===== Supplied material

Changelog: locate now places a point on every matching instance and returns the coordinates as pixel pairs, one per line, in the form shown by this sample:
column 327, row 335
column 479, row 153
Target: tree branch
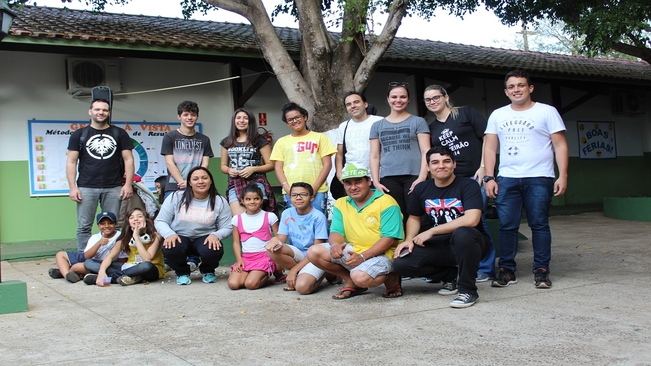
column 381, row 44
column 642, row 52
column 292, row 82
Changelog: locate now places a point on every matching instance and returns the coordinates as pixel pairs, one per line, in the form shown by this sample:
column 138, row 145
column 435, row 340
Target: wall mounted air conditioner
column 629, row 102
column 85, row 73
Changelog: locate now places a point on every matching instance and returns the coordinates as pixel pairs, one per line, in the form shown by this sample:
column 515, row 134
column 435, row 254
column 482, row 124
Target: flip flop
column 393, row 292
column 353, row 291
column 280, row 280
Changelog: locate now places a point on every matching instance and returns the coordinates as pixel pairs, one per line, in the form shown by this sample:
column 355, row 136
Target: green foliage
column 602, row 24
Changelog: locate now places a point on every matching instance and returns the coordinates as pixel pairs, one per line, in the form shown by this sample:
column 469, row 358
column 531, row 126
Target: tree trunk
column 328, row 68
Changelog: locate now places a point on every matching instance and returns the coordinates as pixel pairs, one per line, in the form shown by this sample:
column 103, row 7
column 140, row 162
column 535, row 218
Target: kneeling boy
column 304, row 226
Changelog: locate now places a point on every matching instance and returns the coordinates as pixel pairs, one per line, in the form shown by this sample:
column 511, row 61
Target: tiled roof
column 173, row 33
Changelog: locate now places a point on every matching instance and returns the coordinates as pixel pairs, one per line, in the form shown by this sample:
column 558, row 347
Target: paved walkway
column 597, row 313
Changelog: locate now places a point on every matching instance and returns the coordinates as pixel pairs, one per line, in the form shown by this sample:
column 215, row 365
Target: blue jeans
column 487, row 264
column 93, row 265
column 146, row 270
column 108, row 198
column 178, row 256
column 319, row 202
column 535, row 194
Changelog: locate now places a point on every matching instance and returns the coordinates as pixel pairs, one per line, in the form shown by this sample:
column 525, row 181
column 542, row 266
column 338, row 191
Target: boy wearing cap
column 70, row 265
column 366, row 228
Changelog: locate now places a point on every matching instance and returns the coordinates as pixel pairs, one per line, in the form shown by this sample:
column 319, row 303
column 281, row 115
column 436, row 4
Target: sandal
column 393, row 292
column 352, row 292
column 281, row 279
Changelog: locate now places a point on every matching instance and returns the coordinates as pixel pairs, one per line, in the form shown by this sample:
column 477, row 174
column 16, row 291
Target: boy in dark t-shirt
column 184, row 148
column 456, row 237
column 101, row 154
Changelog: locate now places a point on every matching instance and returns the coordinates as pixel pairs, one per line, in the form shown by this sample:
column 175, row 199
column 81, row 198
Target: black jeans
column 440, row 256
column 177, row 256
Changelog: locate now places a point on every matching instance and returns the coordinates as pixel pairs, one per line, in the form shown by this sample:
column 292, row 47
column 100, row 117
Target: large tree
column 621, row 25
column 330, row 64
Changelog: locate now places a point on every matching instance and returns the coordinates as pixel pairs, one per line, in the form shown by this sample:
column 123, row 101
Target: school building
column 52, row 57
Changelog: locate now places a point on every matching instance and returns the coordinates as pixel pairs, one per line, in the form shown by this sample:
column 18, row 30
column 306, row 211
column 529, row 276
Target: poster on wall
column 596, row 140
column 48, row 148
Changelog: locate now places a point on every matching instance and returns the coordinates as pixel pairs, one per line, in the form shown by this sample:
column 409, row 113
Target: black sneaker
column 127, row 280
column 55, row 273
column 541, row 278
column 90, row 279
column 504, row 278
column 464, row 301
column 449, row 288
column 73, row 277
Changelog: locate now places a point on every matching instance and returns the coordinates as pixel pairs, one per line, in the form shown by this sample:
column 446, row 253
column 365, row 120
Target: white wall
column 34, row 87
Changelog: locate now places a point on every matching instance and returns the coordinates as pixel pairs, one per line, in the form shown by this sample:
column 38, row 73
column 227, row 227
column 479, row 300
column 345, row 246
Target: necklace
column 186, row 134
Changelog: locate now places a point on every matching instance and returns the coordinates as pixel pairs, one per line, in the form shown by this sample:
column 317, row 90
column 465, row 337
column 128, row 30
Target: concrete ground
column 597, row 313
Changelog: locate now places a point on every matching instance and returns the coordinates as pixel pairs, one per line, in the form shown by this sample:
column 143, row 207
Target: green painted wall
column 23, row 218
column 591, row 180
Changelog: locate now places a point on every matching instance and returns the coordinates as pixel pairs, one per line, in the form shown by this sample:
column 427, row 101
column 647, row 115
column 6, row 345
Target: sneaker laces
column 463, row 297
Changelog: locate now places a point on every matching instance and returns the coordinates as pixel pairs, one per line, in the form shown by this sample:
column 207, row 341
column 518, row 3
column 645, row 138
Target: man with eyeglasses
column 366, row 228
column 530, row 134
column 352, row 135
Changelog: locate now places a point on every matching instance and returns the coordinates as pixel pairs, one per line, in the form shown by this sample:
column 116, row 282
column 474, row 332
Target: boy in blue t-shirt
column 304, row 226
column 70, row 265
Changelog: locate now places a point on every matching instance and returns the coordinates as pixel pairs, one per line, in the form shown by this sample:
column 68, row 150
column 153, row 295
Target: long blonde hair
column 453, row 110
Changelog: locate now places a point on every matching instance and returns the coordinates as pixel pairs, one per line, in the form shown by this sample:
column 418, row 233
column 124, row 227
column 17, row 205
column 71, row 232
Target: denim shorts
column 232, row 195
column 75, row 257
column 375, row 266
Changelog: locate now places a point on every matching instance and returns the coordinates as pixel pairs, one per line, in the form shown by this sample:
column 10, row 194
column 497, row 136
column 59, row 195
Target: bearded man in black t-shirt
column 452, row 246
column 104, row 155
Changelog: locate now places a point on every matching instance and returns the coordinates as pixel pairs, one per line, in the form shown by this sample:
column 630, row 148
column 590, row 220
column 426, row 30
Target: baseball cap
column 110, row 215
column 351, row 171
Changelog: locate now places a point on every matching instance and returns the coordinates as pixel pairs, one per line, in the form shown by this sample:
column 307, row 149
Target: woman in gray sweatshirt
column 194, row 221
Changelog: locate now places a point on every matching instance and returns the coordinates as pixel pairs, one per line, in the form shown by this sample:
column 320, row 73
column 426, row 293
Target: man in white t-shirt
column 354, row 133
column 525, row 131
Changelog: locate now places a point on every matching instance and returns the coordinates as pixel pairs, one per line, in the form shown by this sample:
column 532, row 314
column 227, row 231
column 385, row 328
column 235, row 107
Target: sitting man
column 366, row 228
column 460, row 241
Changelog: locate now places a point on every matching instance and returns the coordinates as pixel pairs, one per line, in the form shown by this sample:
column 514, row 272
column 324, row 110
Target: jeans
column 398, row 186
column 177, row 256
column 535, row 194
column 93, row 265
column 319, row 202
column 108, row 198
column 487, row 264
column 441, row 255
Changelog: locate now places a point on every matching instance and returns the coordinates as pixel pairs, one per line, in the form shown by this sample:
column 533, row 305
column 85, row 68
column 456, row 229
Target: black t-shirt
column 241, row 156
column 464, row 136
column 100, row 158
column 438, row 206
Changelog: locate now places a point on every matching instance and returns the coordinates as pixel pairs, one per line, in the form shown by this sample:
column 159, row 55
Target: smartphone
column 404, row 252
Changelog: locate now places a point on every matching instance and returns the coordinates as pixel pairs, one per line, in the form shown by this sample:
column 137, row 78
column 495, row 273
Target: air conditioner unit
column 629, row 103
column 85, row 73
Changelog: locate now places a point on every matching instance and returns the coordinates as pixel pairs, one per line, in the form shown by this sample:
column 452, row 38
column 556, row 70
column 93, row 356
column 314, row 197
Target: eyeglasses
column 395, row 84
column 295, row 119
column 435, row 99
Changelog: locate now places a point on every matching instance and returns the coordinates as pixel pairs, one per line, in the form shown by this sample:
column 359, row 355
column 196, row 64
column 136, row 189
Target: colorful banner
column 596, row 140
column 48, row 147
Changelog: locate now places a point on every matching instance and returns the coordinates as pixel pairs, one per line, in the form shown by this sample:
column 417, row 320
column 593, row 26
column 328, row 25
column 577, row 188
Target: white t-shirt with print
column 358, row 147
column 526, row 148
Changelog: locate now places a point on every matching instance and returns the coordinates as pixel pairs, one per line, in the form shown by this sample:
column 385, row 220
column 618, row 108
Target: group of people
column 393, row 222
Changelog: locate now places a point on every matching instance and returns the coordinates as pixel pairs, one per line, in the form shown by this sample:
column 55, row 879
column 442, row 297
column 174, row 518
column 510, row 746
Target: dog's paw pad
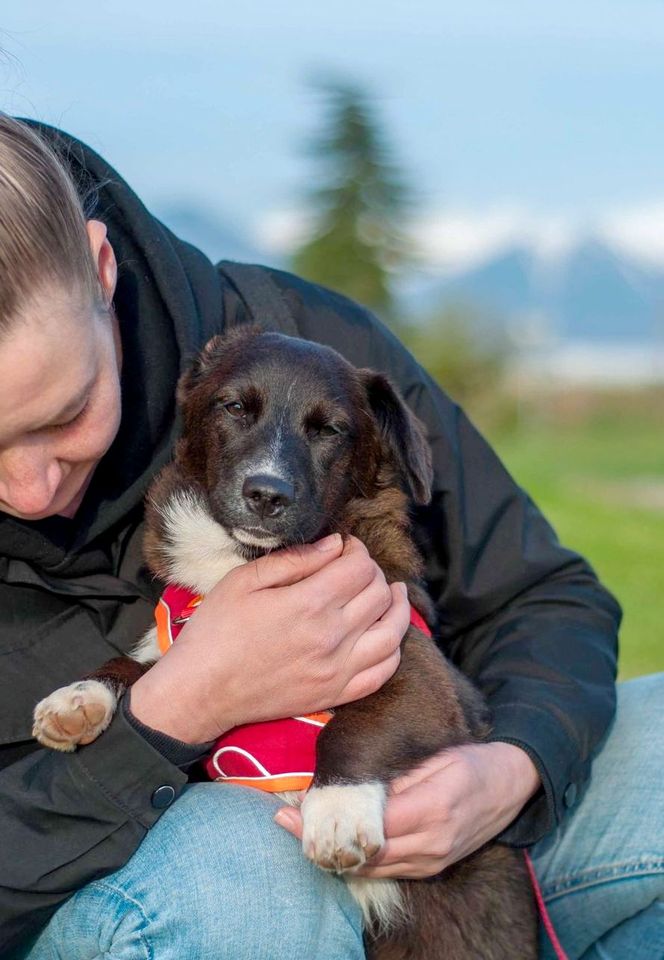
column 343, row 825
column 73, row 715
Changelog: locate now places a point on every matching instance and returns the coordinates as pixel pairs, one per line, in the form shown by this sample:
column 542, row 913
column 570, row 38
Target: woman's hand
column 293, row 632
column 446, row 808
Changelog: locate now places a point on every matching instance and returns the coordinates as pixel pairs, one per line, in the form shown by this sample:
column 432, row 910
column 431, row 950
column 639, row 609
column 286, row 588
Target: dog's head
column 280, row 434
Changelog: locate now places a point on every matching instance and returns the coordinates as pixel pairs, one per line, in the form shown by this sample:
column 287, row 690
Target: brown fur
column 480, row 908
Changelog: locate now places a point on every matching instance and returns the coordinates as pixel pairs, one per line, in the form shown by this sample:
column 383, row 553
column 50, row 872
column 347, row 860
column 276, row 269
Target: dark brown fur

==========

From the records above, reproduce exactly the lines from the one with "column 435, row 254" to the one with "column 511, row 61", both included, and no others.

column 435, row 254
column 482, row 124
Target: flip flop
column 393, row 292
column 353, row 291
column 280, row 280
Changelog: locate now places a point on every matching instance and returns the coordinates as pixel pairs, one per line, in the form shown by this sample:
column 355, row 136
Target: green foliage
column 602, row 24
Changelog: locate now places a point on every matching instance and returns the coordinates as pixel pairs, one per line, in the form shown by this sample:
column 469, row 358
column 531, row 126
Target: tree trunk
column 328, row 68
Changelog: locate now places a point on every matching instance and returns the coordinates as pixel pairs, one per line, in the form shown by this sample:
column 103, row 7
column 140, row 162
column 535, row 218
Target: kneeling boy
column 304, row 226
Changelog: locate now places a point on every matching instance and returns the coordinates as pixel pairs, one per line, in the form shown by this sample:
column 511, row 61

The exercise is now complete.